Restate all entries exactly. Skip the images.

Saved entries
* * * * * * * * *

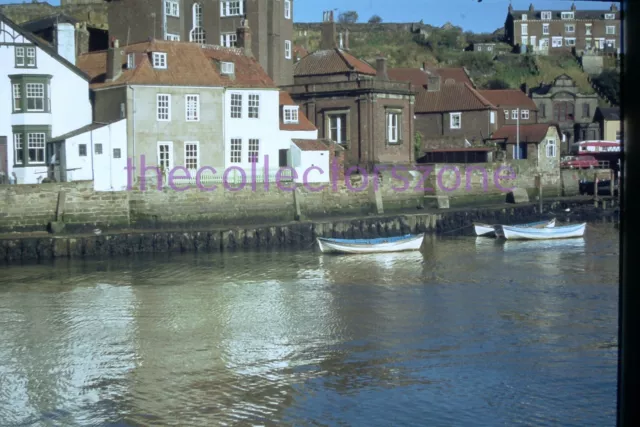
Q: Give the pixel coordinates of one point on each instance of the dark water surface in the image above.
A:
(470, 332)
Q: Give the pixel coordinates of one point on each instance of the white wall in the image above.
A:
(107, 172)
(70, 104)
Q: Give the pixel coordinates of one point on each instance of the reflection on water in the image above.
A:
(465, 332)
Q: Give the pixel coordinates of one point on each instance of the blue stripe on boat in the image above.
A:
(372, 241)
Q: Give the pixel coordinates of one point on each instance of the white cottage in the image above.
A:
(43, 94)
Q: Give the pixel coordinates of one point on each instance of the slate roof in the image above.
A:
(331, 61)
(188, 64)
(508, 98)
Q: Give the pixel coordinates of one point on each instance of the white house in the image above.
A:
(42, 95)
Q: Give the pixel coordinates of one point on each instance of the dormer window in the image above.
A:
(159, 60)
(227, 68)
(290, 114)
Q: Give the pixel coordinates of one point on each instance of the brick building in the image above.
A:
(556, 31)
(212, 22)
(354, 104)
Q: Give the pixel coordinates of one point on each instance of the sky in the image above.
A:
(486, 16)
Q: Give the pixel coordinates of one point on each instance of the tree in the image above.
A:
(349, 17)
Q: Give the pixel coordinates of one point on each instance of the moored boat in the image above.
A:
(529, 233)
(408, 242)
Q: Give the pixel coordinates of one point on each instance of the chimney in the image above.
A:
(114, 60)
(66, 41)
(328, 40)
(381, 69)
(243, 40)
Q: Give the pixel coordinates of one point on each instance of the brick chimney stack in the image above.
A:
(243, 41)
(114, 60)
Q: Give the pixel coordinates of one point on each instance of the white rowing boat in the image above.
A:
(409, 242)
(527, 233)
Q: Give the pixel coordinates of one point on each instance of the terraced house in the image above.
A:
(42, 95)
(211, 22)
(547, 31)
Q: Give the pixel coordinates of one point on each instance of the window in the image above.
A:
(254, 150)
(393, 127)
(551, 147)
(192, 106)
(17, 97)
(290, 114)
(172, 8)
(191, 155)
(35, 97)
(287, 49)
(228, 68)
(228, 39)
(159, 60)
(236, 150)
(338, 128)
(18, 148)
(35, 146)
(455, 120)
(254, 106)
(287, 9)
(163, 107)
(236, 106)
(231, 8)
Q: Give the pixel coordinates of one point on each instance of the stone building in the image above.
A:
(561, 102)
(559, 31)
(354, 104)
(212, 22)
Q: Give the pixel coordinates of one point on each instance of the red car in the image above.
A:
(579, 162)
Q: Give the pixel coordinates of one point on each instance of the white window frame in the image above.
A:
(551, 148)
(172, 8)
(163, 112)
(253, 148)
(287, 49)
(159, 60)
(192, 107)
(287, 9)
(290, 114)
(453, 116)
(235, 106)
(188, 155)
(235, 150)
(39, 145)
(253, 106)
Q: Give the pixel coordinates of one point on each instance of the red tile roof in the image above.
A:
(331, 61)
(508, 98)
(188, 64)
(451, 97)
(303, 121)
(311, 144)
(528, 133)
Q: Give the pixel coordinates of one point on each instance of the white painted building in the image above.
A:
(42, 95)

* * * * * * * * *

◆ Task output ◆
Q: Give the pixel coordinates of one point on each instance of the dark water surface in the image above.
A:
(470, 332)
Q: Give the pixel coordinates of one point on each instance of the white wall in the image above.
A:
(107, 172)
(70, 104)
Q: Give the pixel coordinates of one point on each instance of the reflection on water in the image above.
A:
(465, 332)
Q: Give the pixel coordinates of one point on each instance of the blue stripe on boat in the image above.
A:
(372, 241)
Q: Give the pixel coordinates of one point on each instance of the white cottage in the image above.
A:
(43, 94)
Q: Give the pixel coordinates of one point on each instance of the slate roof in the image above.
A:
(331, 61)
(188, 64)
(508, 98)
Q: Give the pixel coordinates of one point on each instance of the white house in the image above.
A:
(42, 95)
Q: Give the pixel coordinates of one point on each instance of the dormer window in the image above.
A:
(159, 60)
(227, 68)
(290, 114)
Q: Give the pixel coordinates of one point on each instance of the brick building in the image above.
A:
(556, 31)
(212, 22)
(354, 104)
Q: Give the pixel coordinates of one point on each instance of the sky in the image above.
A:
(486, 16)
Q: Give the pixel coordinates of one point on each instance of the tree in the image above.
A:
(349, 17)
Q: Give the pixel coordinates of one point on each instance of the moored boat in the image above.
A:
(529, 233)
(408, 242)
Q: Give the pixel coordinates of one point on each instance of the chimney in the image above.
A:
(114, 60)
(66, 41)
(328, 40)
(381, 69)
(243, 40)
Q: Give the pixel coordinates of one point on each instance of the brick chimney stack in the image above.
A:
(243, 41)
(114, 60)
Q: Give the pixel coordinates of one point on each instance of the white rowing boat in the image above.
A:
(409, 242)
(527, 233)
Q: Give the pixel coordinates of one point on each instance of the terraced house in the image above.
A:
(42, 95)
(211, 22)
(547, 31)
Q: Give the pixel coordinates of one point on each instance of the window in the image above.
A:
(254, 150)
(393, 127)
(551, 147)
(192, 106)
(17, 97)
(290, 114)
(172, 8)
(191, 155)
(35, 97)
(287, 49)
(228, 68)
(228, 39)
(159, 60)
(236, 150)
(338, 128)
(18, 148)
(35, 146)
(455, 120)
(254, 106)
(287, 9)
(163, 107)
(236, 106)
(231, 8)
Q: Give the pixel coordinates of one point on each instance of the stone building in the image above.
A:
(561, 102)
(559, 31)
(354, 104)
(212, 22)
Q: Give the pixel coordinates of one point on each instance of the red car in the image above.
A:
(579, 162)
Q: Give the pixel coordinates of one point on each instance of the white window frame in the image above.
A:
(551, 148)
(172, 8)
(163, 112)
(253, 148)
(287, 49)
(159, 60)
(192, 107)
(287, 9)
(290, 114)
(453, 116)
(235, 106)
(188, 155)
(235, 150)
(39, 145)
(253, 106)
Q: Give the pixel coordinates of one point on each instance of the red tile roof in the image above.
A:
(331, 61)
(508, 98)
(188, 64)
(451, 97)
(303, 121)
(311, 144)
(528, 133)
Q: Give the pixel coordinates of one point on each instance of the white painted building in the image above.
A:
(42, 95)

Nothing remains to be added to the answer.